_Requirement_
Extract all lines that hold "flower" from the records below.

_Data shown_

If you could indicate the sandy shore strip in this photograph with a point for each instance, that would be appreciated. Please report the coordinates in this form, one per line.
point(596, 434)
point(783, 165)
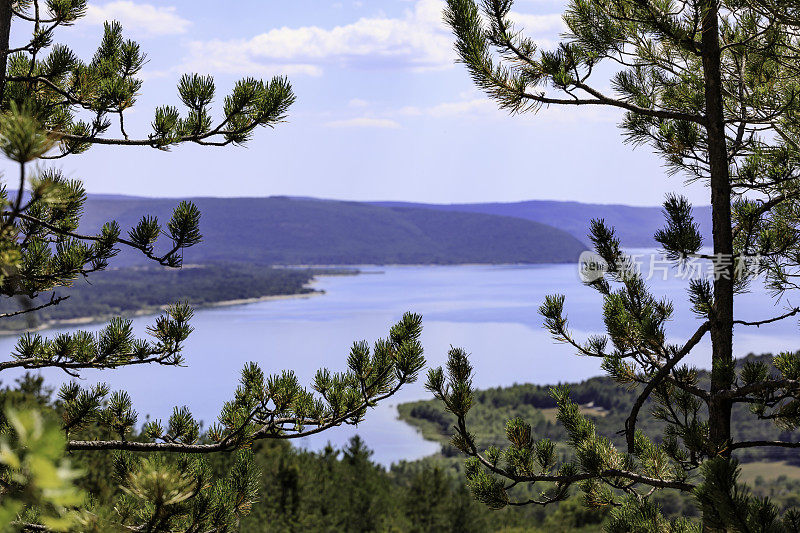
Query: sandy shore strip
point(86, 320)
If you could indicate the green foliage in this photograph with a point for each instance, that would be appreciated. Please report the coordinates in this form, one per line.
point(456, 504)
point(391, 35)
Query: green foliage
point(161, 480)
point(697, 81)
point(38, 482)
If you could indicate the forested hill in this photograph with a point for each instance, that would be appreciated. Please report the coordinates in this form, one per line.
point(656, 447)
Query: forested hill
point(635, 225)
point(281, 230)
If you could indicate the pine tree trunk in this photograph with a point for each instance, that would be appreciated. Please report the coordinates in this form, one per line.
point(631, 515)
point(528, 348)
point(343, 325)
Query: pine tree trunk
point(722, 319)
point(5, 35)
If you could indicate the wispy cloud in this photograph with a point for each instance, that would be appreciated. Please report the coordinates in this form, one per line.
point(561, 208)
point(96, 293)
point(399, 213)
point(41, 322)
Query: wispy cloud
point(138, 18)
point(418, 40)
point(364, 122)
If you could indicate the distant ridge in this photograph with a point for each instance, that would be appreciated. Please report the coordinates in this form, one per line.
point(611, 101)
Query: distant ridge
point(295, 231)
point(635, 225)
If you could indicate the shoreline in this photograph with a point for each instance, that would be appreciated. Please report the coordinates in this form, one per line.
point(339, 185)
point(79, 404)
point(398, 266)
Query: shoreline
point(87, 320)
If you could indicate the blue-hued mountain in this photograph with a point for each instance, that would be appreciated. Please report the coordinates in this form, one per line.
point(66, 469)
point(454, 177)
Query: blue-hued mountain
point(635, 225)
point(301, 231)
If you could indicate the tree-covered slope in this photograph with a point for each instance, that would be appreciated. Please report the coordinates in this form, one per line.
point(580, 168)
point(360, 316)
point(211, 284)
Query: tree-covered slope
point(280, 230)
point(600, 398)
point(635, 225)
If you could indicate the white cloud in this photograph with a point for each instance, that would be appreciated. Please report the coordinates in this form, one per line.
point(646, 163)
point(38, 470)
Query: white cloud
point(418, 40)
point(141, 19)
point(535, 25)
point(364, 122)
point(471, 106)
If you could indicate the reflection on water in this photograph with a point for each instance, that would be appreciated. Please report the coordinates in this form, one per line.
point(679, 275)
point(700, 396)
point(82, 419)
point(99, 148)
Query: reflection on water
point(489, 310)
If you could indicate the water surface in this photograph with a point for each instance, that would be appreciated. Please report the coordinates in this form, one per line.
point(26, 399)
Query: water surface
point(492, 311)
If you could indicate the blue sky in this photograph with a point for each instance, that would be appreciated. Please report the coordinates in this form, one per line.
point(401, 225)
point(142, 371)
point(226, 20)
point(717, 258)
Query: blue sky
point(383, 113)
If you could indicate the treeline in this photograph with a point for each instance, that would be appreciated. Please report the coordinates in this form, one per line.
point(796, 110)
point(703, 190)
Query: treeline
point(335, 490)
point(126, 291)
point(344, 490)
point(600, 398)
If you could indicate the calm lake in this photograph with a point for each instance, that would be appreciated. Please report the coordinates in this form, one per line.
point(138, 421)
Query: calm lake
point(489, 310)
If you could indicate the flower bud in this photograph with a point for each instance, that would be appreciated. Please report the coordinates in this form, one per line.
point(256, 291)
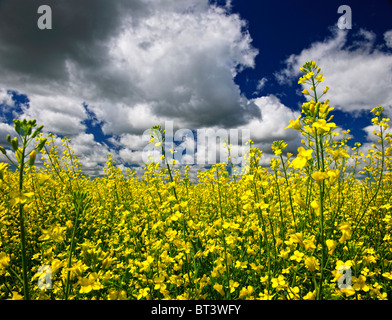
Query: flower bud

_Reply_
If you could indicate the flower bud in this photograph with a point for each instance, that would be appreciated. Please report the coordinates in this form, one per line.
Query: flower bud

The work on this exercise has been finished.